YOUR OBJECTIVE
Rewrite every line of the material below as a JSON list of strings, one string per line, leaving out blank lines.

Entries from a point annotation set
-----

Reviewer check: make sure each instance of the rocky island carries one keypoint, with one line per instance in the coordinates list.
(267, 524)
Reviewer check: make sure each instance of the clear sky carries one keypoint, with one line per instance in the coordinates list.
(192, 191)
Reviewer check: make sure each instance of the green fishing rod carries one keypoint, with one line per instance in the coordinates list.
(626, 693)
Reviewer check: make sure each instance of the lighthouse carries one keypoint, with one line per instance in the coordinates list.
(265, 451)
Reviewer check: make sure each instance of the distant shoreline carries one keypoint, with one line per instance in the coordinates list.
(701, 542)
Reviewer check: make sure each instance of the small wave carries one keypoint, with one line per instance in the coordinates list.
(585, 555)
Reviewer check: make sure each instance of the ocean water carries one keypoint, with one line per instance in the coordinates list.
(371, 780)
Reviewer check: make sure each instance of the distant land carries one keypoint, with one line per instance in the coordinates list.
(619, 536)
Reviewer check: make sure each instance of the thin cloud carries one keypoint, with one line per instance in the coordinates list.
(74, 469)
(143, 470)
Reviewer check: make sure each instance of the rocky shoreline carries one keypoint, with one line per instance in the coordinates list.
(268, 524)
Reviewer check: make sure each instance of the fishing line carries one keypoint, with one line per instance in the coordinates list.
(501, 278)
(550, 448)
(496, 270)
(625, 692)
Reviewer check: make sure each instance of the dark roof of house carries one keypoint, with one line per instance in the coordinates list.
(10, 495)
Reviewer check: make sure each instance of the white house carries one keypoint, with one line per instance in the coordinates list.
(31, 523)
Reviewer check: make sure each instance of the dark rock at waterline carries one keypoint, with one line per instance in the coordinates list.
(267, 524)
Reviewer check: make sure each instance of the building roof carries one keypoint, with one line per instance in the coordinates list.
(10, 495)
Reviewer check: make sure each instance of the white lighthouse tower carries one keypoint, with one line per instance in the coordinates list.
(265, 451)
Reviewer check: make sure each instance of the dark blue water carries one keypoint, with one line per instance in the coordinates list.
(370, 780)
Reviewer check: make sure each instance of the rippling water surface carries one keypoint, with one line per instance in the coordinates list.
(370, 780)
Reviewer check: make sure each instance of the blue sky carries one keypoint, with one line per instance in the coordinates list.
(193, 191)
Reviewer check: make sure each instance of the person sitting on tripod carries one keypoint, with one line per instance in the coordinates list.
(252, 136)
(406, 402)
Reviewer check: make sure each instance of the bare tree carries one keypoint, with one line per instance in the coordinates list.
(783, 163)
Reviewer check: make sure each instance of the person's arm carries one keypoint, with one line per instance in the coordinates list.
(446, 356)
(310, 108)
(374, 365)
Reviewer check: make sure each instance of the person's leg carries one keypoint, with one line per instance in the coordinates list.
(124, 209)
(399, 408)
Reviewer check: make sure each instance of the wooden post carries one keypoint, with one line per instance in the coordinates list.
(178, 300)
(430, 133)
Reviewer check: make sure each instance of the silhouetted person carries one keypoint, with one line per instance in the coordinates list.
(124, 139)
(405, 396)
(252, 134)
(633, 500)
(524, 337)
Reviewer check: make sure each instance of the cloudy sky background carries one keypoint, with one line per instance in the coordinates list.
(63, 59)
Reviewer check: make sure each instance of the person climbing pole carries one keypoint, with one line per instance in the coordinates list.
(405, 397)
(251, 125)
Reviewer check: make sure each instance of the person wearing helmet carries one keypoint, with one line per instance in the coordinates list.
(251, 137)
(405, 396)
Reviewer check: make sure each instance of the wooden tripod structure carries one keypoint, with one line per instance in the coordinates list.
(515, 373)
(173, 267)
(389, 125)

-----

WRITTEN ANSWER
[
  "Reviewer check: make sure each instance of the rocky island carries one keypoint, with one line per instance in the coordinates list.",
  "(267, 524)",
  "Reviewer check: make sure each instance of the clear sky carries one keypoint, with one line per instance in the coordinates list.",
  "(192, 191)",
  "Reviewer check: make sure each instance of the green fishing rod carries one keypoint, with one line per instance in the coordinates list.",
  "(626, 693)",
  "Reviewer check: make sure each instance of the lighthouse carries one keypoint, with one line per instance in the coordinates list.",
  "(265, 451)",
  "Reviewer check: make sure each instance of the distant shoreline carries one keypoint, with one line per instance in the coordinates list.",
  "(701, 542)",
  "Reviewer check: make sure each instance of the small wave carries one keypoint, with one line per instance in the coordinates list.",
  "(585, 555)",
  "Reviewer check: make sure each instance of the ocean water carries one keypoint, with one line per instance in the coordinates list.",
  "(371, 780)",
  "Reviewer check: make sure each instance of the distant land carries one keypoint, with one line per instance in the coordinates list.",
  "(619, 536)",
  "Reviewer check: make sure each instance of the thin cloud carries one keypoint, with one line per instance in the coordinates list.",
  "(74, 469)",
  "(143, 470)",
  "Reviewer check: make sure each instance of the rocky shoreline carries one keypoint, with one line per instance in the coordinates list.",
  "(268, 524)",
  "Reviewer check: make sure each instance of the fishing line carries one keypoint, with one line per instance in the coordinates list.",
  "(501, 278)",
  "(550, 448)",
  "(496, 270)",
  "(625, 692)",
  "Reviewer check: make sure each instance of the dark roof of house carries one keypoint, with one line per instance in the coordinates list.",
  "(10, 495)",
  "Reviewer check: make sure each instance of the white house carries one keypoint, with one line per instance in the coordinates list.",
  "(31, 523)",
  "Reviewer check: make sure each instance of the dark rock at waterline carries one keypoint, with one line per instance in the coordinates list.",
  "(267, 524)",
  "Reviewer check: make sure each instance of the building roof carries one keypoint, with one line per instance in the coordinates list.",
  "(10, 495)",
  "Reviewer check: make sure each instance of the white lighthouse tower carries one keypoint, with one line per instance in the coordinates list.",
  "(265, 451)",
  "Reviewer check: make sure each instance of the dark blue water carries one keypoint, with one line per instance in the coordinates list.",
  "(370, 780)",
  "Reviewer check: make sure each instance of the rippling water surface carries one keypoint, with one line per instance in the coordinates list.",
  "(370, 780)",
  "Reviewer check: make sure each instance of the blue sky carries one keypoint, with one line per instance in the coordinates list.",
  "(193, 191)",
  "Reviewer check: make sure each instance of the person sitting on tripod carries one keypoint, with one line per instance in the coordinates list.",
  "(252, 136)",
  "(406, 402)",
  "Reviewer check: make sure each instance of the bare tree carries one keypoint, with one line per instance in the coordinates list.",
  "(783, 163)",
  "Reviewer check: make sure each instance of the person's arm carries one keypoint, with one line per instance in the coordinates list.",
  "(446, 356)",
  "(310, 108)",
  "(374, 365)",
  "Reviewer check: make sure each instance of the person's leg carries one keypoint, with one line per instance in the coordinates list.",
  "(124, 209)",
  "(399, 408)",
  "Reviewer check: make sure each instance of the wooden post carries one keypoint, with one line per instance in the coordinates list.",
  "(178, 300)",
  "(430, 133)",
  "Reviewer check: make sure each instance of the silhouetted person carries one keypoint, with one line per instance in the coordinates list.",
  "(124, 139)",
  "(405, 396)",
  "(252, 134)",
  "(633, 500)",
  "(524, 337)",
  "Reviewer check: make sure each instance of the cloudy sky background carries one keypoint, with one line per instance in the coordinates list.",
  "(63, 59)",
  "Reviewer check: make sure each instance of the person climbing pole carries one keypoint, with one line per instance in the coordinates list.",
  "(405, 397)",
  "(251, 125)",
  "Reviewer check: make sure each instance of the person wearing helmet carries one keypoint, with one line per instance in the coordinates list.",
  "(251, 137)",
  "(405, 396)",
  "Reviewer check: make sure each instance of the wooden tripod structure carries one keypoint, with one line per instance in the coordinates list.",
  "(515, 373)",
  "(173, 267)",
  "(389, 125)"
]